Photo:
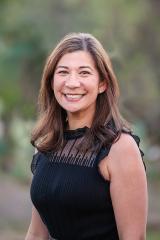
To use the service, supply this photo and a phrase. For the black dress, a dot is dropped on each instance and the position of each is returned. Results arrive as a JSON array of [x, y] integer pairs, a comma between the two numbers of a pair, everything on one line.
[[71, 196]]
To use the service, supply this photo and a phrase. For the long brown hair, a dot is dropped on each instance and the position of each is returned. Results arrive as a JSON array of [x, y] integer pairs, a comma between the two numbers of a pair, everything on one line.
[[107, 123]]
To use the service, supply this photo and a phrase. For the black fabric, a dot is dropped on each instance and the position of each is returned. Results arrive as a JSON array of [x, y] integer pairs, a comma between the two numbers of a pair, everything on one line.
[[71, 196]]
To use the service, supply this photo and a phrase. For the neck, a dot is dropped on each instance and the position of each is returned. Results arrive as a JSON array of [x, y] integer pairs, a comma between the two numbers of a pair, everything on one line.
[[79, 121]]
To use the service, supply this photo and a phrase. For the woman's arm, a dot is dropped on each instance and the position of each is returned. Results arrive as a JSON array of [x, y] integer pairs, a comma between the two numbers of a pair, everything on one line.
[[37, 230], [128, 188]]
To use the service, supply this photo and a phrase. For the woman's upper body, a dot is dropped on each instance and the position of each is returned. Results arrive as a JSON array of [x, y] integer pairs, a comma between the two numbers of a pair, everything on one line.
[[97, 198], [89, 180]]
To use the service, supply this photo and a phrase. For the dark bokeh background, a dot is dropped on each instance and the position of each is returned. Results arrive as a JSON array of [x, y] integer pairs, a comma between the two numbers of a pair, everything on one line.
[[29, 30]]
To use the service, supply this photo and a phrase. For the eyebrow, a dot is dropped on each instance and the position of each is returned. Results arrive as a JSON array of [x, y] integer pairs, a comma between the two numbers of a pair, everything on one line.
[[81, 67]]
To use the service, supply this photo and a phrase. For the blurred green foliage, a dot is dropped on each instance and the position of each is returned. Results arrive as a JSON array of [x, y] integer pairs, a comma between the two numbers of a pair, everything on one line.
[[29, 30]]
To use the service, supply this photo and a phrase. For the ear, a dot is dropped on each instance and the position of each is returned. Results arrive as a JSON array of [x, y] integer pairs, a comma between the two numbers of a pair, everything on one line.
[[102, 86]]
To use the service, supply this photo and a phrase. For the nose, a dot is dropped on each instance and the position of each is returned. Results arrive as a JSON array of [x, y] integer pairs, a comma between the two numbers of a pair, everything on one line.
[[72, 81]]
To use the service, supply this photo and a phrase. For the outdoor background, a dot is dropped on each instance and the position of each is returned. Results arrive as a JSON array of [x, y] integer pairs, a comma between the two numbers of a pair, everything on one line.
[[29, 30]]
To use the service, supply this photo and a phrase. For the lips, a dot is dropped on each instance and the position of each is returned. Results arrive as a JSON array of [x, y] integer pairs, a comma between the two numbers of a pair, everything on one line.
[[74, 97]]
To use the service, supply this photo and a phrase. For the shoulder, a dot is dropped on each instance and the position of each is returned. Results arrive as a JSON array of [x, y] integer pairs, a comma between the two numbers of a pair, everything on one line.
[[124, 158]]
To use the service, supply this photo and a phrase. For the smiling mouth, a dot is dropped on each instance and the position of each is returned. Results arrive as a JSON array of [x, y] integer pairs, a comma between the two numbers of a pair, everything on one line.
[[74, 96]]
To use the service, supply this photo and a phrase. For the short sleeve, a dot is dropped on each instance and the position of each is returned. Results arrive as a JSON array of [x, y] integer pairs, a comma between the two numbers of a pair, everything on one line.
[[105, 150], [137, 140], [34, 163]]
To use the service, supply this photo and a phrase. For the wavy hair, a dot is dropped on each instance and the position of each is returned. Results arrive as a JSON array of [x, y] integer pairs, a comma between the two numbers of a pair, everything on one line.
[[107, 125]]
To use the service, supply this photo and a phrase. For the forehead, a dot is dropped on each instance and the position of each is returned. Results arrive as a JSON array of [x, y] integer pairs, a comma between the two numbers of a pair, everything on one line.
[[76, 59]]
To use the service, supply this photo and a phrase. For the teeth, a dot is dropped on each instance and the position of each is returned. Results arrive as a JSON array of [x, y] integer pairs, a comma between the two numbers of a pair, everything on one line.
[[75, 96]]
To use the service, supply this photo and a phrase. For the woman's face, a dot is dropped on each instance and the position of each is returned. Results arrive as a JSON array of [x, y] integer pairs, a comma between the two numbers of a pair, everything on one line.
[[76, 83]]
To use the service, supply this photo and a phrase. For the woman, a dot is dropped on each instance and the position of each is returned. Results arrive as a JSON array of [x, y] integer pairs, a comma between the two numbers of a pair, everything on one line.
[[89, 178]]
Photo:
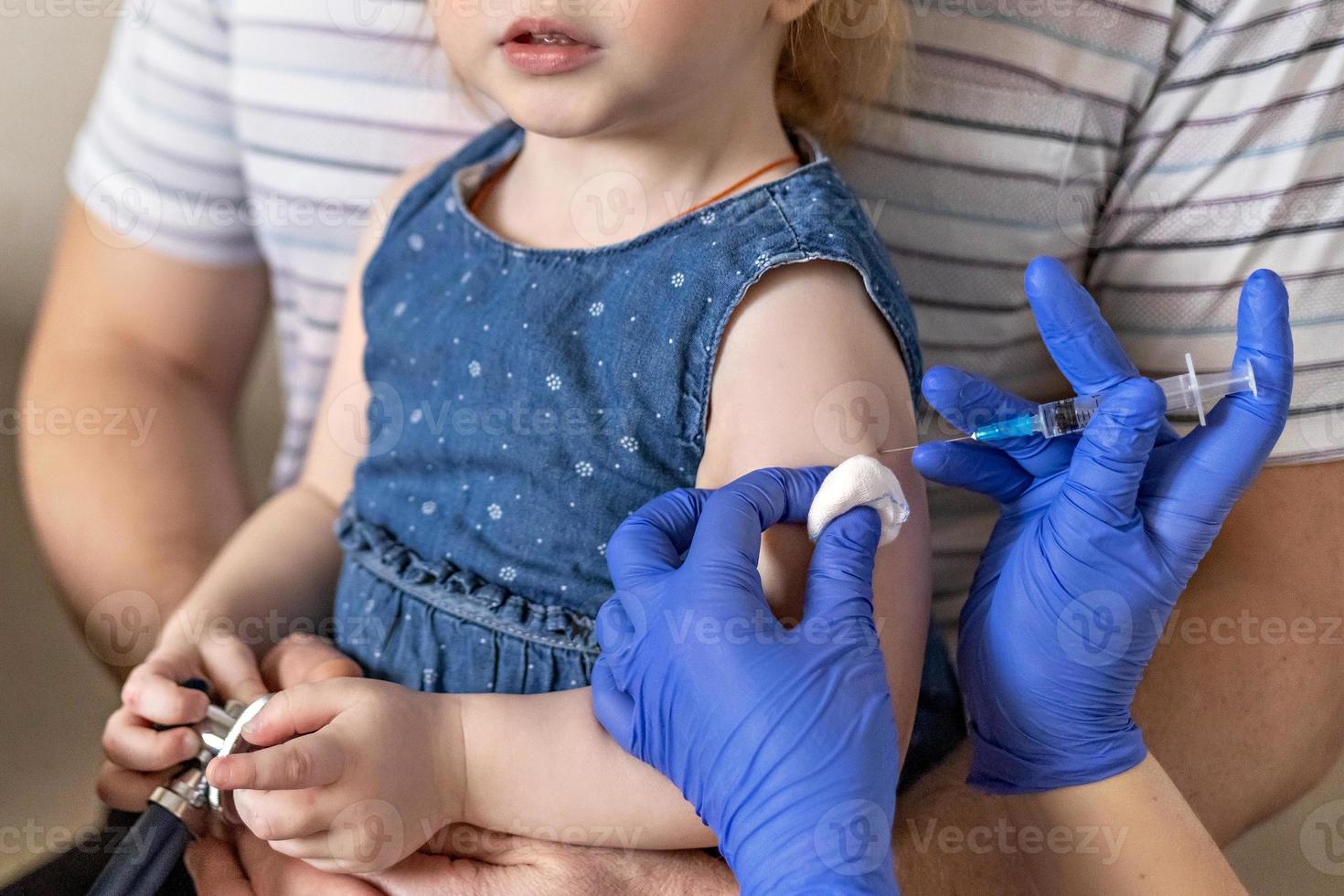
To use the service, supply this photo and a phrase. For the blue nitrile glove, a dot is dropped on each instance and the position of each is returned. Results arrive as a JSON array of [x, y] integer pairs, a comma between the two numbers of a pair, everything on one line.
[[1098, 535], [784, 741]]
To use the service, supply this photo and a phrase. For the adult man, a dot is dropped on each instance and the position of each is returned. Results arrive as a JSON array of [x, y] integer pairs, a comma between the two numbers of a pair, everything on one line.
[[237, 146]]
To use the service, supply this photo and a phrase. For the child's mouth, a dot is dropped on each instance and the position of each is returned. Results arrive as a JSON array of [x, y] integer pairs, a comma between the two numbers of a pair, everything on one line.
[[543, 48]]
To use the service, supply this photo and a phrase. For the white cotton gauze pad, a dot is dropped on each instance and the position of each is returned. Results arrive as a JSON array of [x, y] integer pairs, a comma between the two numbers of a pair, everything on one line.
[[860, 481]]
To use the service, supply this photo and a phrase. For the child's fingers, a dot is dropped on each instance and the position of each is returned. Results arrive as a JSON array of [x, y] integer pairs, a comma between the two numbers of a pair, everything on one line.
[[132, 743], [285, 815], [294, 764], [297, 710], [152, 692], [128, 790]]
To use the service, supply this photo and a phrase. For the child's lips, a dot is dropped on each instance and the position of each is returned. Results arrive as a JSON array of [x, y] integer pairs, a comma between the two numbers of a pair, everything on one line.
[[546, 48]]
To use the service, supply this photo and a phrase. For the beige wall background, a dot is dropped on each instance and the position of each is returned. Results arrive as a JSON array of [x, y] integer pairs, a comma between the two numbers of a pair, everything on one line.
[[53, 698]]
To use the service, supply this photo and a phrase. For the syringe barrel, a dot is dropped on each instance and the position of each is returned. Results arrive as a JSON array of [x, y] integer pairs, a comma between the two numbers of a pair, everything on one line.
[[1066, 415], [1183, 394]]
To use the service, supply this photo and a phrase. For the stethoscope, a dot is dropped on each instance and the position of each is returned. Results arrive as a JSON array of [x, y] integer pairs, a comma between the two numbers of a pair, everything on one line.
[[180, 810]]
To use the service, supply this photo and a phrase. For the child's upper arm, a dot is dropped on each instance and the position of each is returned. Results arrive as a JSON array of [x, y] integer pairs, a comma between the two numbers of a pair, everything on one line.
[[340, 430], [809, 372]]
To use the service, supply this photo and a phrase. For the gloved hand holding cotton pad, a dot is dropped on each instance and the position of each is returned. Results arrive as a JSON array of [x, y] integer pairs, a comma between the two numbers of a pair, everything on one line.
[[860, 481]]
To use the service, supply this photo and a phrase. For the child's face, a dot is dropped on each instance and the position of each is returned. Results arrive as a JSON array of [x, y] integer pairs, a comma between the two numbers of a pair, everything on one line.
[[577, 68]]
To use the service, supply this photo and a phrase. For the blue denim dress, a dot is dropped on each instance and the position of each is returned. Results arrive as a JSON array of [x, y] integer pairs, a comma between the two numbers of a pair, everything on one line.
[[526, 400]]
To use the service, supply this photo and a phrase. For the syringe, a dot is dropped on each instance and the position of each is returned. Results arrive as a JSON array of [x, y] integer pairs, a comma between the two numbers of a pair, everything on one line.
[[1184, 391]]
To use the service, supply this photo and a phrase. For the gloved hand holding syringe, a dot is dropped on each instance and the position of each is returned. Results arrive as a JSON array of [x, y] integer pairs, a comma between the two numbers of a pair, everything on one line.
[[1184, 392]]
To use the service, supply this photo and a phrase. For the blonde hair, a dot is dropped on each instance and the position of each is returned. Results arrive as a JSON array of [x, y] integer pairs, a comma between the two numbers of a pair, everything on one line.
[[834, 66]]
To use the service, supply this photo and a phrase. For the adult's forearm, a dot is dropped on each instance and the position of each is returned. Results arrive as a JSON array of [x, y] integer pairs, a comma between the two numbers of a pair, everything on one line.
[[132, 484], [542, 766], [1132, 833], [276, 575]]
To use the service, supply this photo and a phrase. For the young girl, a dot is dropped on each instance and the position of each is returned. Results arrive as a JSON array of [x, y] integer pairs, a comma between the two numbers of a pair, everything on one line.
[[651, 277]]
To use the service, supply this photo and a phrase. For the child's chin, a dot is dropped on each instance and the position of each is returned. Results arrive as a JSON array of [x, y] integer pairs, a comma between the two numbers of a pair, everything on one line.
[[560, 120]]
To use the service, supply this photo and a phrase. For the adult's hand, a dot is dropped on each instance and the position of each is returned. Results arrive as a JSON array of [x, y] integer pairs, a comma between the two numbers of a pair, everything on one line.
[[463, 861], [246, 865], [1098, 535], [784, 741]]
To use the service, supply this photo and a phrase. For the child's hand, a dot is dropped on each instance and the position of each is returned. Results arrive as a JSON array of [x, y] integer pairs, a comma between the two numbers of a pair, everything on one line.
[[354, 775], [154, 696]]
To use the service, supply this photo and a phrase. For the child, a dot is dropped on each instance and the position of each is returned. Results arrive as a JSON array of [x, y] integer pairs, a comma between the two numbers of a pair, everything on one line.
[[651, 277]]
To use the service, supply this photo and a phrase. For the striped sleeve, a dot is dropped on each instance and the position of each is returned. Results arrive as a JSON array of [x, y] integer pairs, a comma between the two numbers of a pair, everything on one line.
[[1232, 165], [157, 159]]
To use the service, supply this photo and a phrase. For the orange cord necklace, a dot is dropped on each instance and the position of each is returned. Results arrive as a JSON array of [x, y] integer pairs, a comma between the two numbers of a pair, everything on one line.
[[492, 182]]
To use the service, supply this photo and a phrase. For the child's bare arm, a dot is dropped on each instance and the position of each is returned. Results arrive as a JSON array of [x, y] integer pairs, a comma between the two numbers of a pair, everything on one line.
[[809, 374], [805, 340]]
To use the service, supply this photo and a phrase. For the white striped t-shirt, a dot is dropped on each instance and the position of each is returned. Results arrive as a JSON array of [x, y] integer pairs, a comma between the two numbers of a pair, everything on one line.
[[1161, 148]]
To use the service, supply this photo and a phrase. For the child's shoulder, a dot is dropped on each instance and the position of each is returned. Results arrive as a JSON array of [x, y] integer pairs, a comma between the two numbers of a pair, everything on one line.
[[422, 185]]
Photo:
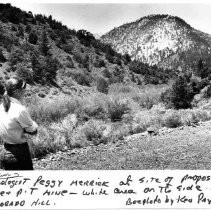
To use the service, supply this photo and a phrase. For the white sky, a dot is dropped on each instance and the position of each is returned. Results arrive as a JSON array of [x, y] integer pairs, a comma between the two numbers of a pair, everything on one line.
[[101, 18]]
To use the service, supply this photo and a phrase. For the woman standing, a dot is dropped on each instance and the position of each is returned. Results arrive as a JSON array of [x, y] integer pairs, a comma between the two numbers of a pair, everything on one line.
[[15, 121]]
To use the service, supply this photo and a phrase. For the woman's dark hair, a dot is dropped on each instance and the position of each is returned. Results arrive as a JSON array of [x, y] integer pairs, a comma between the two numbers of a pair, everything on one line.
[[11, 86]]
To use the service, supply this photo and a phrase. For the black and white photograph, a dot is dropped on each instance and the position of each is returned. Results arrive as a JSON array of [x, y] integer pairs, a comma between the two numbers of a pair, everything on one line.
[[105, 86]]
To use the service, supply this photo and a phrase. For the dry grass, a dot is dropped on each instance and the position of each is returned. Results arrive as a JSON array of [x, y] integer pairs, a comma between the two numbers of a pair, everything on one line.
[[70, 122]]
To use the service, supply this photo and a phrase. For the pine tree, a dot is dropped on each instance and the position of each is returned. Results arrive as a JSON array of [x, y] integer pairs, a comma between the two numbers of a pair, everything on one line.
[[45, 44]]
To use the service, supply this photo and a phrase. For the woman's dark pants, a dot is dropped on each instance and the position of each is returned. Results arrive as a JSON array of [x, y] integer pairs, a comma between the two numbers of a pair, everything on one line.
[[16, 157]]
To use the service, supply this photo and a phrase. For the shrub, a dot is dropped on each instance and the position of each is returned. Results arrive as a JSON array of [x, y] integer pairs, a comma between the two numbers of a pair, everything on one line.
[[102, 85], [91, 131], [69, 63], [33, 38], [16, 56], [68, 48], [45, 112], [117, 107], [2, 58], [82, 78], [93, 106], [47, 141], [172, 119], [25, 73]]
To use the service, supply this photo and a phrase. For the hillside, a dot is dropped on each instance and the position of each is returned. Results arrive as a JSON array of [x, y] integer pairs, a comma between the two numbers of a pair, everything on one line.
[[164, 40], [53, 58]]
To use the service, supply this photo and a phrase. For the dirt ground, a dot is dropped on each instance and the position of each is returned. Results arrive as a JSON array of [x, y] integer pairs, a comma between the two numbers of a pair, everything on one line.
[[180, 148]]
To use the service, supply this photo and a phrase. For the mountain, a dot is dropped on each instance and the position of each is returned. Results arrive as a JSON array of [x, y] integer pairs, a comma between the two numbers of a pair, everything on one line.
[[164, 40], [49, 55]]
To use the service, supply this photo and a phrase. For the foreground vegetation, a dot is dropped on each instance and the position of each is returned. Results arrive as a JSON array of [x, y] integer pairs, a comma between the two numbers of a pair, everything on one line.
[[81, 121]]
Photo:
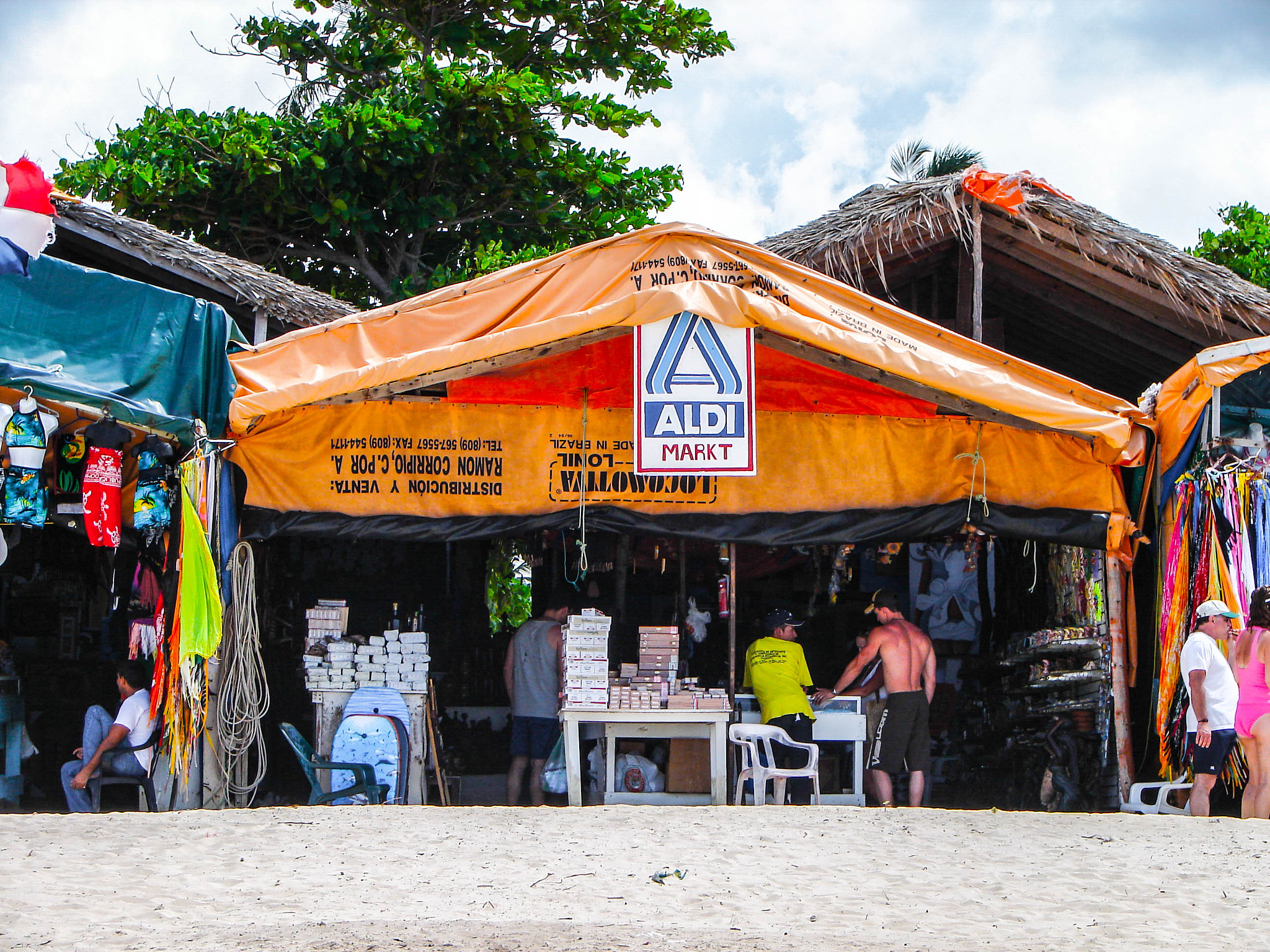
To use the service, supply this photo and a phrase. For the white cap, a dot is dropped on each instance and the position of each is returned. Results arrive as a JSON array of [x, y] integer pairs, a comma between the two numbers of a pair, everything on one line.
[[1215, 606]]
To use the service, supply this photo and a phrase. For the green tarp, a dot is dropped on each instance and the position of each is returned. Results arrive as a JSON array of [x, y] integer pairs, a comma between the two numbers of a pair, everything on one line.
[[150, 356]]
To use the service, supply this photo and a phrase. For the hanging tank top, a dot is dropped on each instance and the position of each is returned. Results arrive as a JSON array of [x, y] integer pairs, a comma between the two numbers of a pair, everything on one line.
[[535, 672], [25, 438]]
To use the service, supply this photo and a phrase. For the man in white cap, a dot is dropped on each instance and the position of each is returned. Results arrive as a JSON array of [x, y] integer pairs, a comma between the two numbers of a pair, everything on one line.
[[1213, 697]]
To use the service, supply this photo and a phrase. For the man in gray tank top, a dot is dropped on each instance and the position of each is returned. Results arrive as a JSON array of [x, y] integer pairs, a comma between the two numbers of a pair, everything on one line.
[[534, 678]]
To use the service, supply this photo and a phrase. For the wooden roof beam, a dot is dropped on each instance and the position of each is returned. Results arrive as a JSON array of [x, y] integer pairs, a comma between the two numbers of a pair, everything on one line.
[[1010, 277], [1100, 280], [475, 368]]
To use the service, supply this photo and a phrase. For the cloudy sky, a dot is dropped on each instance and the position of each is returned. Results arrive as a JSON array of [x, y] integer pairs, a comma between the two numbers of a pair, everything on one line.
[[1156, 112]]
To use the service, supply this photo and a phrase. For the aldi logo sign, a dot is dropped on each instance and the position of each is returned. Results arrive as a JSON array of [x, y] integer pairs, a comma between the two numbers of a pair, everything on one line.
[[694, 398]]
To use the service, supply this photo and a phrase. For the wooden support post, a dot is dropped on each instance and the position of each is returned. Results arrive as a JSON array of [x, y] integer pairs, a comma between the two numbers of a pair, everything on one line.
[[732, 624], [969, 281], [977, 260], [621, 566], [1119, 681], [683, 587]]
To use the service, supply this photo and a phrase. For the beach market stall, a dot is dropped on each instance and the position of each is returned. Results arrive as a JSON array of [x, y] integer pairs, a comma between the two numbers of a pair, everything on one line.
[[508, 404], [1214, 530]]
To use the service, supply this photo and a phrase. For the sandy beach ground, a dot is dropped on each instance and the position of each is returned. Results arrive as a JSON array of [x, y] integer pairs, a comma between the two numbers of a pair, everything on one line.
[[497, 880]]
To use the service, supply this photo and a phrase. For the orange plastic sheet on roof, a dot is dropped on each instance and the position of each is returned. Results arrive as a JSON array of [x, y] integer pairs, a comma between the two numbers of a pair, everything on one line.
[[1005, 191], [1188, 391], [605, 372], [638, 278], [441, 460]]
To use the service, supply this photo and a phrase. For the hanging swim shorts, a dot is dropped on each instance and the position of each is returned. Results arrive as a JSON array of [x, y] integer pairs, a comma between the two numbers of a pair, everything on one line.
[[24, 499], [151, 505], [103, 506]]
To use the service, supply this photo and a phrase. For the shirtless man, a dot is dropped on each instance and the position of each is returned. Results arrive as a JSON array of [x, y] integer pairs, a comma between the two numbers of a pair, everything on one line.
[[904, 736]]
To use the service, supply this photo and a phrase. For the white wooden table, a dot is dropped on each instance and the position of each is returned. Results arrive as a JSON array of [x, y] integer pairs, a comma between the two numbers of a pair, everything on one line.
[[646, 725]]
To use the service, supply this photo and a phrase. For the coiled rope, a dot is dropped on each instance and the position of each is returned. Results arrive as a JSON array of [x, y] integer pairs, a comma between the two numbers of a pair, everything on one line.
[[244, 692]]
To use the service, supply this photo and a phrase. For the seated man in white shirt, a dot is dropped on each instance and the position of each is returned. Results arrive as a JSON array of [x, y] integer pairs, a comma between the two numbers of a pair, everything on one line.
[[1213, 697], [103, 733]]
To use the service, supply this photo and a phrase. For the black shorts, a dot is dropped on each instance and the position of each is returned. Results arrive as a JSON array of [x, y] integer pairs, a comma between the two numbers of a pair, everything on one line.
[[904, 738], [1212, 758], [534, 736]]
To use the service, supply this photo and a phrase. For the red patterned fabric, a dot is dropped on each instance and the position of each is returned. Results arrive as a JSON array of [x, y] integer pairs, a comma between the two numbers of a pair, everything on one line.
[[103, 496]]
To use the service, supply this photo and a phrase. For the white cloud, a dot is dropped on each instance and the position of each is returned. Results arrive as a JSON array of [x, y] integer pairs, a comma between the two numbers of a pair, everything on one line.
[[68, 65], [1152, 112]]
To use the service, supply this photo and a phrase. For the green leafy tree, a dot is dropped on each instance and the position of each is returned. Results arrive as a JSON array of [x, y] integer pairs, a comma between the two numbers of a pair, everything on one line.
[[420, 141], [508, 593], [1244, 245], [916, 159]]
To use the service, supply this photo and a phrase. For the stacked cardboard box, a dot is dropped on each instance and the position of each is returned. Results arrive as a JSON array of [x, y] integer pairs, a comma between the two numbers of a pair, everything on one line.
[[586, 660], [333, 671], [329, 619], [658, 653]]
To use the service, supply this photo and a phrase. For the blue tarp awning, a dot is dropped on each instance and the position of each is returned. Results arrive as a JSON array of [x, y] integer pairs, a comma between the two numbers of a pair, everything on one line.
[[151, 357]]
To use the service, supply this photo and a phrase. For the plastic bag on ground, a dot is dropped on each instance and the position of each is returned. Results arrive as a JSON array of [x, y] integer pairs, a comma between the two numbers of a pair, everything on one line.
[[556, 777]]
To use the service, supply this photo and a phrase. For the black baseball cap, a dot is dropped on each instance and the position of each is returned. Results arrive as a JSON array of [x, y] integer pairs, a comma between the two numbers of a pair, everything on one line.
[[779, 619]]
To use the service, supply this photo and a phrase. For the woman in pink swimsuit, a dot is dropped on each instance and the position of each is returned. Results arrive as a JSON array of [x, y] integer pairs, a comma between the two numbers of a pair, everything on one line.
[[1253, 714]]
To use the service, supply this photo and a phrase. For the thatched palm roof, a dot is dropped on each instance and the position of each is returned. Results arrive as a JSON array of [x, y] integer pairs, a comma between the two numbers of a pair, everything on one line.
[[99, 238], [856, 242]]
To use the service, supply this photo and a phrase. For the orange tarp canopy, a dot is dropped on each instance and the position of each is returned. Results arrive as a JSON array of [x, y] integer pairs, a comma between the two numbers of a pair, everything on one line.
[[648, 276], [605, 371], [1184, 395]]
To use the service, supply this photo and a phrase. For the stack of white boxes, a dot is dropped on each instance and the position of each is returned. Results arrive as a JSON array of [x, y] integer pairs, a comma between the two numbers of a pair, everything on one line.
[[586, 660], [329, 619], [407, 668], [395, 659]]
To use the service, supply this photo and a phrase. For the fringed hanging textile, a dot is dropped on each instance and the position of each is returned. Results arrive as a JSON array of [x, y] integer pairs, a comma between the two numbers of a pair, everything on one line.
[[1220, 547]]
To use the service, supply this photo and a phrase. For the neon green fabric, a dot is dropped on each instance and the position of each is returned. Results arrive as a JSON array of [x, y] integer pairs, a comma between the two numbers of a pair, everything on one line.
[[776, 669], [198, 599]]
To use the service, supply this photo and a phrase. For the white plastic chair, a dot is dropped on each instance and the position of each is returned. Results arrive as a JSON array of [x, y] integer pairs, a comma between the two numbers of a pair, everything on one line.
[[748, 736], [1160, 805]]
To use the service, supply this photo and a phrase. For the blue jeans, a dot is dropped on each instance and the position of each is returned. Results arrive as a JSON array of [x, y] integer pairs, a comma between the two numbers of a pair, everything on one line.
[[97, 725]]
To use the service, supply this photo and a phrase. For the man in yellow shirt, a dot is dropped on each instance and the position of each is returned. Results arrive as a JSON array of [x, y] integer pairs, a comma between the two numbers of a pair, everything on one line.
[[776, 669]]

Problem description: Reproduce the listing from the "man in yellow" line onward, verbatim.

Answer below:
To use the service, supply this photo and a phrase. For the man in yellow shirt, a dot is dropped on each instance and the position of each is returned. Results arrive as a JSON array of [x, y] integer pairs, a comma between the two numbers of a pair, everything on one line.
[[776, 669]]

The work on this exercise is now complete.